The version that has reached the top of the iTunes chart and the upper echelons of the Spotify chart is the original, which includes the controversial lyrics.

MacGowan, 65, died at home in Dublin on Thursday surrounded by his family after developing pneumonia. He and Clarke married in Copenhagen in 2018 after being engaged for 11 years and in a relationship for decades.

He had been discharged from hospital just over a week before after undergoing months of treatment for viral encephalitis, a condition in which swelling develops on the brain.

The Pogues’ frontman Shane MacGowan with Kirsty MacColl, with whom he duetted on Fairytale of New York 

MacGowan beams at The World nightclub in New York in February 1986

A candle burns next to a photograph of The Pogues frontman at the Mansion House, in Dublin, after a book of condolence was open by the city’s lord mayor following the singer’s death

His passing prompted an outpouring of tributes from across the globe and kick-started a renewed campaign to get Fairytale of New York to number one in the UK for the first time.

Data extract ->
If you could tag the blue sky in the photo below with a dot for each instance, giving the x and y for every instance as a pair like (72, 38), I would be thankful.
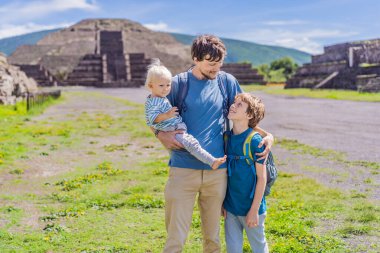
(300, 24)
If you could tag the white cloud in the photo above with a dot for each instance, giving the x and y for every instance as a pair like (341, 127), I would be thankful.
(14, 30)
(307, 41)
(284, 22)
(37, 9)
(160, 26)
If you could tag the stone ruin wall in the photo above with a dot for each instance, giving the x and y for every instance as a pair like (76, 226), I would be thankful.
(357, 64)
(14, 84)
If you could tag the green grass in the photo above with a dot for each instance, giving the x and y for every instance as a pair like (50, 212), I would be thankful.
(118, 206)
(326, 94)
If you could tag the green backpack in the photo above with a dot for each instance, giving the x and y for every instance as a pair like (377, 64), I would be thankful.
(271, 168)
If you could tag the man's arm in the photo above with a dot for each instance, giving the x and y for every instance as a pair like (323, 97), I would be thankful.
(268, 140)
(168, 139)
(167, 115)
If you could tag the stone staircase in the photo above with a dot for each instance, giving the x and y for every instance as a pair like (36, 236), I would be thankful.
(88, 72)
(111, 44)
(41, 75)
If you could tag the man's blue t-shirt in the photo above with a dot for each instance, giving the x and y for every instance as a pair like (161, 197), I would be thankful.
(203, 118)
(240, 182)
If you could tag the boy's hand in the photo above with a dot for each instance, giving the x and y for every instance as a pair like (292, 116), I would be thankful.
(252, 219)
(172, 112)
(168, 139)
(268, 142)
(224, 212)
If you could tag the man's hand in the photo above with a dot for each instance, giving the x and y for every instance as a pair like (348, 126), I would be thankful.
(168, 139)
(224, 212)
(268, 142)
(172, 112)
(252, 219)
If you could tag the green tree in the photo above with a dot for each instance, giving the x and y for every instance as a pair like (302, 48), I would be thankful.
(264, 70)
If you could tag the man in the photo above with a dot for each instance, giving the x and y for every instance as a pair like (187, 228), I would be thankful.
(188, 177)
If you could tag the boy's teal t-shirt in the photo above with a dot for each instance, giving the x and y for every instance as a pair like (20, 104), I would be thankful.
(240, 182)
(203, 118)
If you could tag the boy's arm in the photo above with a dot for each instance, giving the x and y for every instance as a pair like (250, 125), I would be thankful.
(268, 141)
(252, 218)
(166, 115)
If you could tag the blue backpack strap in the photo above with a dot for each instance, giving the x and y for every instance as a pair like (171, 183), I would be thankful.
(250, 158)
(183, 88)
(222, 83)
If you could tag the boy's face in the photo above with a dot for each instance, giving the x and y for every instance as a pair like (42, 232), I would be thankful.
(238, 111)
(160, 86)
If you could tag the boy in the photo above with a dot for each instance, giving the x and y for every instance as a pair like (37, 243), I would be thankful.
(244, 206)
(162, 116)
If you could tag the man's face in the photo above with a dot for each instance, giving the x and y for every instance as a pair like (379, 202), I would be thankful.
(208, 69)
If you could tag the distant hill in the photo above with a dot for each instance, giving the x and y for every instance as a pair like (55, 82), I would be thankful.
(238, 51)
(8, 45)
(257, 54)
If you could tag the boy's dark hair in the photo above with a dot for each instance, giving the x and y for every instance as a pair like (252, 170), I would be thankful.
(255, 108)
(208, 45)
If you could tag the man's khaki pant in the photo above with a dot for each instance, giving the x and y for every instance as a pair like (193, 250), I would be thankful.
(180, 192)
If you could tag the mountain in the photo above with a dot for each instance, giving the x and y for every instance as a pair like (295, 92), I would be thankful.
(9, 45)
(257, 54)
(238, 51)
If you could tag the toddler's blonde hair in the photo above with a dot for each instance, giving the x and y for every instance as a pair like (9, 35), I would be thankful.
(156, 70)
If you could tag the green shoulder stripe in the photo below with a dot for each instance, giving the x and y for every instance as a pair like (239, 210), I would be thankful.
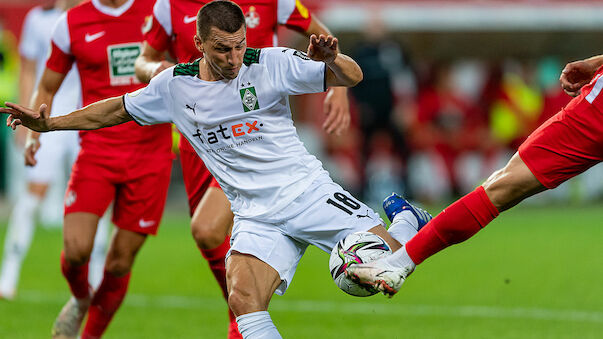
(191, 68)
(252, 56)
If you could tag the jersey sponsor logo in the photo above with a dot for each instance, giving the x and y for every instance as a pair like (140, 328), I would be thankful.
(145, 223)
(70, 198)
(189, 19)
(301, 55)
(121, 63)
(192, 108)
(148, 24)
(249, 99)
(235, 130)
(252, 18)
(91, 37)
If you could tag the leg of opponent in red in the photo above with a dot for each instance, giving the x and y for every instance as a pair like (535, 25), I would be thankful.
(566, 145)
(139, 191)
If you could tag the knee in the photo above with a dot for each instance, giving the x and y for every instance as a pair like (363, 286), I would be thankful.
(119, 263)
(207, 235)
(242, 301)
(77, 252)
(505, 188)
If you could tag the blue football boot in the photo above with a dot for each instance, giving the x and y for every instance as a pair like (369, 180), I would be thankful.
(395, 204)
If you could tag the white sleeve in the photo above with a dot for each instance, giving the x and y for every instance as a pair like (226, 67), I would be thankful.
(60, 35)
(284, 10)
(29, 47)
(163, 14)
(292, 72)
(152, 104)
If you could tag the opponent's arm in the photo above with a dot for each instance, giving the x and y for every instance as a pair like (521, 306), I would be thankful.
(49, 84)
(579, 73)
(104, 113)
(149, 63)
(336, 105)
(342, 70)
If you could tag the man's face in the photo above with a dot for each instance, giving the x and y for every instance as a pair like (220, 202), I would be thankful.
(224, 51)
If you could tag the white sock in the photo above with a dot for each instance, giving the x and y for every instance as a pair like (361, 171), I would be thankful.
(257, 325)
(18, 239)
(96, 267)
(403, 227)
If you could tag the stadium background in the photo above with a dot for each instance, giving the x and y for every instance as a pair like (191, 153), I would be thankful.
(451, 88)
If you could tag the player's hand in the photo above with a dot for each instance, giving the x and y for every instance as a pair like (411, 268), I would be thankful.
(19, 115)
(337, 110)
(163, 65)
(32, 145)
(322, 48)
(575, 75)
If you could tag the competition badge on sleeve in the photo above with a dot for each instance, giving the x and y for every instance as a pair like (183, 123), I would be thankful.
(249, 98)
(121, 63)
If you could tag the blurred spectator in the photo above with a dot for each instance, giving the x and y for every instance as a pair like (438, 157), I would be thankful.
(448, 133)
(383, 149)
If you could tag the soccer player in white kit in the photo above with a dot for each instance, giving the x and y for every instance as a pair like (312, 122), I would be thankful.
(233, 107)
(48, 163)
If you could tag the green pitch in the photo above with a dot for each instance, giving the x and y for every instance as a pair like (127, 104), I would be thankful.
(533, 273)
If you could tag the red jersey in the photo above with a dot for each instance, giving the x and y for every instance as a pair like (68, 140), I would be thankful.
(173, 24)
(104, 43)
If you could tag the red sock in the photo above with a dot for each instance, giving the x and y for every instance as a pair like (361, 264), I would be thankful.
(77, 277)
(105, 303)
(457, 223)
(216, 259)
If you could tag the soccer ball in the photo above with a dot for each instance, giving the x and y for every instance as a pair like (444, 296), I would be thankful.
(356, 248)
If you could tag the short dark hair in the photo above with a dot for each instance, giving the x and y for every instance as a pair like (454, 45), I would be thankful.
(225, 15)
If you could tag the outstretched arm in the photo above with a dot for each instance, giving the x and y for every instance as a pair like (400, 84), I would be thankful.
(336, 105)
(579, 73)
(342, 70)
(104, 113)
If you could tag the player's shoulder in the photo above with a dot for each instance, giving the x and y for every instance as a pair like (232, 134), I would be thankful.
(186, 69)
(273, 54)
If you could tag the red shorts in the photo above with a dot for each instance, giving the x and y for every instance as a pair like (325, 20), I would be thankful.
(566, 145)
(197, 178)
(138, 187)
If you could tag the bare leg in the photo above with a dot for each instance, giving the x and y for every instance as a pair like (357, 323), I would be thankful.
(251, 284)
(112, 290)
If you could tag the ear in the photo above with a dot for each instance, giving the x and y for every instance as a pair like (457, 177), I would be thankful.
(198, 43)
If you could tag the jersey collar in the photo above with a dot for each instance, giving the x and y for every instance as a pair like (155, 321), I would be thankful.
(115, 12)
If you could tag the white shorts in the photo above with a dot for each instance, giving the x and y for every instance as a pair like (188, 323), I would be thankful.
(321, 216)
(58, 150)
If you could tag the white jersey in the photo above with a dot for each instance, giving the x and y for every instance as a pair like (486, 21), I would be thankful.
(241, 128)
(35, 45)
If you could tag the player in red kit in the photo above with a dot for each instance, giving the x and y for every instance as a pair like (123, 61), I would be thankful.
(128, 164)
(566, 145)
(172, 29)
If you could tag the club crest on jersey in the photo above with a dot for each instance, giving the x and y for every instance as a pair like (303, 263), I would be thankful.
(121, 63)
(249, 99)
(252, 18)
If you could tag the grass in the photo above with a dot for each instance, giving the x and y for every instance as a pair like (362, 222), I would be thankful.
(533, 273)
---
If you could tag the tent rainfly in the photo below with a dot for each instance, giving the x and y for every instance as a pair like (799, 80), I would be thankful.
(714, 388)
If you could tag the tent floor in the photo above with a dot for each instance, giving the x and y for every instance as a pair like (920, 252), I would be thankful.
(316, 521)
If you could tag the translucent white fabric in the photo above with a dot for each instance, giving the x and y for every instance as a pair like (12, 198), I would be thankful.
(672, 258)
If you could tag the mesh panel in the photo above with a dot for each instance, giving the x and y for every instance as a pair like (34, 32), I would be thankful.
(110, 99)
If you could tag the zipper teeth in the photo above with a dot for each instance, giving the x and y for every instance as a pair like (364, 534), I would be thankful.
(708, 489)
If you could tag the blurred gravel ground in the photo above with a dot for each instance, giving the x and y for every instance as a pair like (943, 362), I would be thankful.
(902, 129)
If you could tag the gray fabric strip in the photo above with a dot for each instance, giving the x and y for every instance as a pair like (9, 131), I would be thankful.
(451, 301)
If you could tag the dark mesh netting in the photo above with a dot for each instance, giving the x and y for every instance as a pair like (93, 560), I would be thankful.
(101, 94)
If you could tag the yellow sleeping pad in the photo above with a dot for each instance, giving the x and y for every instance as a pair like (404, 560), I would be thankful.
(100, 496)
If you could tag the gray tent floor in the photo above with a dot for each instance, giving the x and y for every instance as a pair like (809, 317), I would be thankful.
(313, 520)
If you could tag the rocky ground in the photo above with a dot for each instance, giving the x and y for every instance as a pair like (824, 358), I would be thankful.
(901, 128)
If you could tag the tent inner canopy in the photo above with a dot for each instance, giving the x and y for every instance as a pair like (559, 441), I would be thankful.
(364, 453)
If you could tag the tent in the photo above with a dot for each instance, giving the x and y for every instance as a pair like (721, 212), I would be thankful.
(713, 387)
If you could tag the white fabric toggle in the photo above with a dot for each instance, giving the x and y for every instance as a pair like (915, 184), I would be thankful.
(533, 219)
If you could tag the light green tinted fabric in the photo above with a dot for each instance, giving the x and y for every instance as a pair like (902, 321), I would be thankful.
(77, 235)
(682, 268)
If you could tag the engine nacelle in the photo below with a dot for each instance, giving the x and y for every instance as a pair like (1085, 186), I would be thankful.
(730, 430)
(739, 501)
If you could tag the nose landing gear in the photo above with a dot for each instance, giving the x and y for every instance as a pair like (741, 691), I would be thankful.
---
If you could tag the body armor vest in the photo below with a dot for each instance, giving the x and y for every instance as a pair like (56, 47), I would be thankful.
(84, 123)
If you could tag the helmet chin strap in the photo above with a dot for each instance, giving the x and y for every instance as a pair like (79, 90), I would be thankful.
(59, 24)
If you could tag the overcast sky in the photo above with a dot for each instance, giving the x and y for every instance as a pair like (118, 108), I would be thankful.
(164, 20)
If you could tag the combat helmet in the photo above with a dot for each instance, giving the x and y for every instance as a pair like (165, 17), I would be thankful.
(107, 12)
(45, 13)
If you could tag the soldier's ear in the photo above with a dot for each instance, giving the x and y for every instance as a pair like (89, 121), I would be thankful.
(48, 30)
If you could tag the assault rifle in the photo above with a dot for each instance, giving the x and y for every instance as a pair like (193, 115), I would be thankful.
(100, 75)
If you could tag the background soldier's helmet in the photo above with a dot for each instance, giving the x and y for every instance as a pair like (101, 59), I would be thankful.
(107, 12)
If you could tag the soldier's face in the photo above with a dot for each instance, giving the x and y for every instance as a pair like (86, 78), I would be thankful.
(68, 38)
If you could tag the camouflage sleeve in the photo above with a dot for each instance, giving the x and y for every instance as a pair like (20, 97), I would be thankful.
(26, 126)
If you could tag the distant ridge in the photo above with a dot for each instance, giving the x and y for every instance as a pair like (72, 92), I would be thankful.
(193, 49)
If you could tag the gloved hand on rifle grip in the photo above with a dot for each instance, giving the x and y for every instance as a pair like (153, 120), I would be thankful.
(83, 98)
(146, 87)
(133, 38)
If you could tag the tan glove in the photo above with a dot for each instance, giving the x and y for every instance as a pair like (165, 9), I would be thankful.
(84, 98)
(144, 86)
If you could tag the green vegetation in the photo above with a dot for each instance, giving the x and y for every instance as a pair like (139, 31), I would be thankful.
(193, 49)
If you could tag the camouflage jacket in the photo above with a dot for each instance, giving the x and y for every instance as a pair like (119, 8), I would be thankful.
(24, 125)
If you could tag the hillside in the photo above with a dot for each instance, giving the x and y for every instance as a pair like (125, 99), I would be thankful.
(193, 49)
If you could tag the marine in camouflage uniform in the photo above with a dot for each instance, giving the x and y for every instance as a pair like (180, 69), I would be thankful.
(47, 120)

Required work -> Update the passage of the Shane MacGowan article from "His passing prompted" up to and including "the first time.", replacing "renewed campaign" with "fresh campaign".

Finished exercise ->
His passing prompted an outpouring of tributes from across the globe and kick-started a fresh campaign to get Fairytale of New York to number one in the UK for the first time.